What you need to do:
A. In the Gibbet's Hill account, quote the passage from "Upon turning onto" to "and looked out.".
B. In the Gibbet's Hill account, where does Gibbet's Hill lie?
C. According to the Gibbet's Hill account, why did the two walkers not turn their coats inside out to break the spell of being "Pixie-led"?

Quoted text:

This true experience reads like a ghost story but there is a fey
element to it. It was at some point between Christmas Eve and New Year’s Eve and
a friend and I have been out for a drink and decided to go for a ‘ghost walk’, named
as such as we were going to a place called Gibbet’s Hill, which in centuries past held
the gallows in which sheep rustlers and other executed criminals were locally hung. It
is a place that since childhood [I] have felt exudes a strange atmosphere. Gibbet’s Hill
lies between two crossroads along a path called Douglas Lane. Douglas Lane itself is
reputed to be haunted by a Grey Lady. She is said to be the spectre of a Lady
Douglas, past resident of Witton Towers, in the nearby village of Witton le Wear. It
is said that she was murdered, possibly by her husband and that her spirit wanders on
New Year’s Eve between the villages of Witton Le Wear and Howden Le Wear. That
night there was a crisp covering of snow a few inches deep and there was a bright
moon, perhaps full I do not recall but it cast a purplish-blue light upon the snow.

Upon turning onto Douglas Lane a fox crossed our path. We proceeded along the
lane to a ramshackle empty old house (since bought and renovated) which as children
we used to run past as it was ‘Mad Mary’s house’ – Mad Mary probably wasn’t mad
but she was a reclusive old woman who sometimes twitched curtains and looked out.
As children we thought she was a witch. Mary (which I seem to recall might have
been her real name, but I’m not positively sure) had at this time been dead for a
number of years and her house had fallen into a state of disrepair. It was to our
surprise as we cut behind it onto fields where there is a public right of way, to see
lights on in the house. Except there wasn’t but seemed to be a trick of the strange
moonlight. It was quiet and still, save for the oddly nocturnal cawing of a solitary
crow roosting in a skeletonised tree on the crossroads. We mildly jumped when we
were approached by a curious horse whom we hadn’t noticed. We had ‘spooked’
ourselves up for the walk and had had a few beers but the events that followed
happened as described. We crossed the field to the corner where the stile at the end
of a thorn or holly hedge ran. (Cannot recall now, something spiny anyway). Except
the style was not there. That seemed odd, it had been there for years, so we looked
along the hedge to see where it had moved too. No sign, so we retraced our steps to
see if we’d made an error. Knowing something of folklore, I talked about being
‘Pixie-led’ and joked that we should turn our coats inside out to break the spell, but
we both decided was too cold to even take our coats off.

Record extracts:

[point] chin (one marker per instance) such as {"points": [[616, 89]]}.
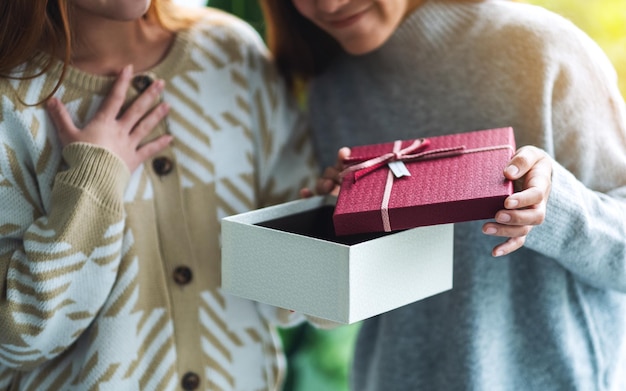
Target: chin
{"points": [[357, 49]]}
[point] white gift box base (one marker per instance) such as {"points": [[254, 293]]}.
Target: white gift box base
{"points": [[288, 256]]}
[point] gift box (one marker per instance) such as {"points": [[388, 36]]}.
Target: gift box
{"points": [[289, 256], [422, 182]]}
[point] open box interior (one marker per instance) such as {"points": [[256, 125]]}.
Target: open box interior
{"points": [[318, 223]]}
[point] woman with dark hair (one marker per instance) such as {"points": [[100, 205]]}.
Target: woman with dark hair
{"points": [[550, 312], [127, 130]]}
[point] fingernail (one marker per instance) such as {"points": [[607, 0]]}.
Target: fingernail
{"points": [[512, 170], [512, 203], [503, 218]]}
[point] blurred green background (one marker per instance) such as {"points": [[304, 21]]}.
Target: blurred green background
{"points": [[320, 360]]}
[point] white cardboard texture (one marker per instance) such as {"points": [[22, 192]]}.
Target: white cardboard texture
{"points": [[334, 281]]}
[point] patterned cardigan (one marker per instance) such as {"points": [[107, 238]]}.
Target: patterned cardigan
{"points": [[110, 280]]}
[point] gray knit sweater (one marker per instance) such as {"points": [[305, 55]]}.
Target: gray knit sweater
{"points": [[551, 316]]}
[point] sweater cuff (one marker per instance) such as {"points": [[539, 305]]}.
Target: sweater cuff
{"points": [[561, 214], [97, 171]]}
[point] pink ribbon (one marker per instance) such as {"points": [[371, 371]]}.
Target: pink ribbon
{"points": [[366, 165]]}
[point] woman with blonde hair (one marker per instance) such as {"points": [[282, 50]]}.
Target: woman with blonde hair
{"points": [[127, 130]]}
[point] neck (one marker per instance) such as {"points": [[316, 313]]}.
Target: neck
{"points": [[104, 46]]}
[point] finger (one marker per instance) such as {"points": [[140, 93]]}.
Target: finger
{"points": [[511, 245], [306, 193], [342, 154], [149, 122], [526, 198], [142, 104], [324, 186], [153, 147], [529, 216], [61, 120], [522, 161], [508, 231], [116, 97]]}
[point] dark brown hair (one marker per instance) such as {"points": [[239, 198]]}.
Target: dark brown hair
{"points": [[301, 49], [33, 30]]}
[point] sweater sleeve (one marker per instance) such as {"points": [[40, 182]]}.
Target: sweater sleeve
{"points": [[585, 225], [60, 242]]}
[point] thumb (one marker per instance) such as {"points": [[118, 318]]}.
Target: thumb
{"points": [[61, 120]]}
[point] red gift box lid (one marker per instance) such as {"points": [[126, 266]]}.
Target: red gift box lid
{"points": [[453, 178]]}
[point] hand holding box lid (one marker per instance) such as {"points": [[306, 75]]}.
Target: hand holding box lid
{"points": [[450, 179]]}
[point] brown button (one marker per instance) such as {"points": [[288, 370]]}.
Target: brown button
{"points": [[162, 165], [191, 381], [141, 82], [182, 275]]}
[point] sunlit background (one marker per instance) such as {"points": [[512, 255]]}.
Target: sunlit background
{"points": [[320, 360]]}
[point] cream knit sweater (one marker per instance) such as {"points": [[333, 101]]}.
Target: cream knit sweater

Complete answers:
A.
Upon turning onto Douglas Lane a fox crossed our path. We proceeded along the
lane to a ramshackle empty old house (since bought and renovated) which as children
we used to run past as it was ‘Mad Mary’s house’ – Mad Mary probably wasn’t mad
but she was a reclusive old woman who sometimes twitched curtains and looked out.

B. Between two crossroads along a path called Douglas Lane.

C. They both decided it was too cold to even take their coats off.